TASK REQUIREMENTS
Count how many lines in the material below contain the string "white", with case counting, and reply with only that number.
--- START AVAILABLE RECORDS ---
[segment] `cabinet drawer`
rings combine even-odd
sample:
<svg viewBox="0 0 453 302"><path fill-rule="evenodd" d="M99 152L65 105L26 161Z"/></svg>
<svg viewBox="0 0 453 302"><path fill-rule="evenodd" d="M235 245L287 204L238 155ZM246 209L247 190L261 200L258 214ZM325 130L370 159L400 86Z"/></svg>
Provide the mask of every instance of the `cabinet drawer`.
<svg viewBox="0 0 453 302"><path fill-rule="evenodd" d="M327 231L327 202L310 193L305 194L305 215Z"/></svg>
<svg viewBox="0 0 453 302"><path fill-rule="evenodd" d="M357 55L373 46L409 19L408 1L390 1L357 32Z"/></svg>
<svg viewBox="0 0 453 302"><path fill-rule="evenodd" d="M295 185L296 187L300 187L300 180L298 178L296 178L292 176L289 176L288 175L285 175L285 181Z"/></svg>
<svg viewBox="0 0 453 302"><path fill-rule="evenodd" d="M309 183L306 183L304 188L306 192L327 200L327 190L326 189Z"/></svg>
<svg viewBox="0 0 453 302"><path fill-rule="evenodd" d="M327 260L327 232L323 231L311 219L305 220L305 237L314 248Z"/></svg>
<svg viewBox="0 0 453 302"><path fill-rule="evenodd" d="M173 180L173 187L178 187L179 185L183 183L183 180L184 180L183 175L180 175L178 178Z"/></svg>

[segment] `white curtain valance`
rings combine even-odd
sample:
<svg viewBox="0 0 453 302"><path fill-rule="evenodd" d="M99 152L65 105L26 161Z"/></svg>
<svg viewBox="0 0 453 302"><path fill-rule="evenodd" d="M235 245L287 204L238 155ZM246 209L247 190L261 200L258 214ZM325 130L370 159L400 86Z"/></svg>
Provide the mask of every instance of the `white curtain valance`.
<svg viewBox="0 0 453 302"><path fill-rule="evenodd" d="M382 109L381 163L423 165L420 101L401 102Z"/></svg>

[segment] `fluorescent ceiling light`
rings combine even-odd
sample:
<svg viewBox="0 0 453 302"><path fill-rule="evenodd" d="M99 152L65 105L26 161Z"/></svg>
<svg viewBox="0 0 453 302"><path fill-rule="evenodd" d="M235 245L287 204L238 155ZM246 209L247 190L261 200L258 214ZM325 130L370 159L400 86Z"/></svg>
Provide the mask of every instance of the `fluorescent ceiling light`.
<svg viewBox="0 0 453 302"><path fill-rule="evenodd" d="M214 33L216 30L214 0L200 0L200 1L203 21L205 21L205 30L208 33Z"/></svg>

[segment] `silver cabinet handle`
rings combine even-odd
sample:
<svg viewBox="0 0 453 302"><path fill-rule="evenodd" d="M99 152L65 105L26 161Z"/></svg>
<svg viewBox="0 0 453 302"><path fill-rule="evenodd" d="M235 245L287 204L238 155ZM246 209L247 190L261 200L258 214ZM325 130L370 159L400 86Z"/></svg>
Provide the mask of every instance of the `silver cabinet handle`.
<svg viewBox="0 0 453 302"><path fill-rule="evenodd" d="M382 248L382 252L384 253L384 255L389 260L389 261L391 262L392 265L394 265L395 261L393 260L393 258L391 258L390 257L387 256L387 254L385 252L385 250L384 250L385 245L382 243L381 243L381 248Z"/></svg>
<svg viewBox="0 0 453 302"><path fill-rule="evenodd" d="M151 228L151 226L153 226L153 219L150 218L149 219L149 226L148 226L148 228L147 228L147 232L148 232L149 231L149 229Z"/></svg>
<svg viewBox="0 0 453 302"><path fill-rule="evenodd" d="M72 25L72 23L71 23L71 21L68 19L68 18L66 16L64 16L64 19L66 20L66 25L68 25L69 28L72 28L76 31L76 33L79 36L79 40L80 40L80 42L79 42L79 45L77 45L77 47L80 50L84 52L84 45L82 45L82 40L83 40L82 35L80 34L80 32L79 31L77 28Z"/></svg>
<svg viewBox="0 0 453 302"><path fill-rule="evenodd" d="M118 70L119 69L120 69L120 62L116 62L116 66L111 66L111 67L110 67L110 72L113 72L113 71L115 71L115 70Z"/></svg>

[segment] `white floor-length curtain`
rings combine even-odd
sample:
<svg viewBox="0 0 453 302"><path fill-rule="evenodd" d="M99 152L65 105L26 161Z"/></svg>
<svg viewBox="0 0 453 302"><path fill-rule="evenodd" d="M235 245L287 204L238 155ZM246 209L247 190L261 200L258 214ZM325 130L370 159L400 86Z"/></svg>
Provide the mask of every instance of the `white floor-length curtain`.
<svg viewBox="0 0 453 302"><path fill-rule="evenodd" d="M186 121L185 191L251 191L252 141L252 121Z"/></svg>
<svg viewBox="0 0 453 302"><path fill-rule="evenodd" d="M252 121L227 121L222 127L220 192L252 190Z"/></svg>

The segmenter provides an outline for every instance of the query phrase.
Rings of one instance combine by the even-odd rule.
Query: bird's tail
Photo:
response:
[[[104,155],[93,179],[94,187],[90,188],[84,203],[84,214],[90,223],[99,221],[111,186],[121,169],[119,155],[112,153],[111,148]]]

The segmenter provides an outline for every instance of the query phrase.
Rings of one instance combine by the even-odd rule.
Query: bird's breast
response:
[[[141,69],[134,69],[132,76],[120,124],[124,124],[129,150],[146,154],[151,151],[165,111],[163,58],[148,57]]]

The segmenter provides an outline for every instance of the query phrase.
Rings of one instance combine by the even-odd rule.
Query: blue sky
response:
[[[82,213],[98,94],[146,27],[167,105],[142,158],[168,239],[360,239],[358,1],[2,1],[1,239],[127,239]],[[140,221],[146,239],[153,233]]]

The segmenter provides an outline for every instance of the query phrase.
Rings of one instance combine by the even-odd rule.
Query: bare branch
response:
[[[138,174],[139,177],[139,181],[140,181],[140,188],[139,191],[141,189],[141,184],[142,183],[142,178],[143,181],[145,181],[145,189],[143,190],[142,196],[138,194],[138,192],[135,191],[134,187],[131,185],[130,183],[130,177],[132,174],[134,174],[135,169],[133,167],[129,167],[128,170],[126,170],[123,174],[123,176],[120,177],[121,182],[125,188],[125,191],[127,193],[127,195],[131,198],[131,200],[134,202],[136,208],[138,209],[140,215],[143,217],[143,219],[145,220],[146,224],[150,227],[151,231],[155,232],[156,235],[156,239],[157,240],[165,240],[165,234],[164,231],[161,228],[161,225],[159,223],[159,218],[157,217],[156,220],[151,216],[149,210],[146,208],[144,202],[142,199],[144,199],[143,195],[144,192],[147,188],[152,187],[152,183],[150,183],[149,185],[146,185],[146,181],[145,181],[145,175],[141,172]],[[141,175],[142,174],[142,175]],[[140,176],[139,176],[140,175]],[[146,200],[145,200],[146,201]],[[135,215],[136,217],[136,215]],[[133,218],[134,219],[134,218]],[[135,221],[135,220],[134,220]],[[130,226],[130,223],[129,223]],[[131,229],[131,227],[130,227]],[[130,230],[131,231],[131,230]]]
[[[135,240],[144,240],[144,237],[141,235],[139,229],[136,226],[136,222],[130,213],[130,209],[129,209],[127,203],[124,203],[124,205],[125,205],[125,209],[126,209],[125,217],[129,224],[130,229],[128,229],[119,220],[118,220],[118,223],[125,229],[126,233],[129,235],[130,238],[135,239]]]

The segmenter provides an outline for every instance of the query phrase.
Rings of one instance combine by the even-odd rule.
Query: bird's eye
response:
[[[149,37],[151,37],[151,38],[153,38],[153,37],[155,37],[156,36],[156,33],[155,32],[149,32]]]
--- END AVAILABLE RECORDS ---
WRITTEN REPLY
4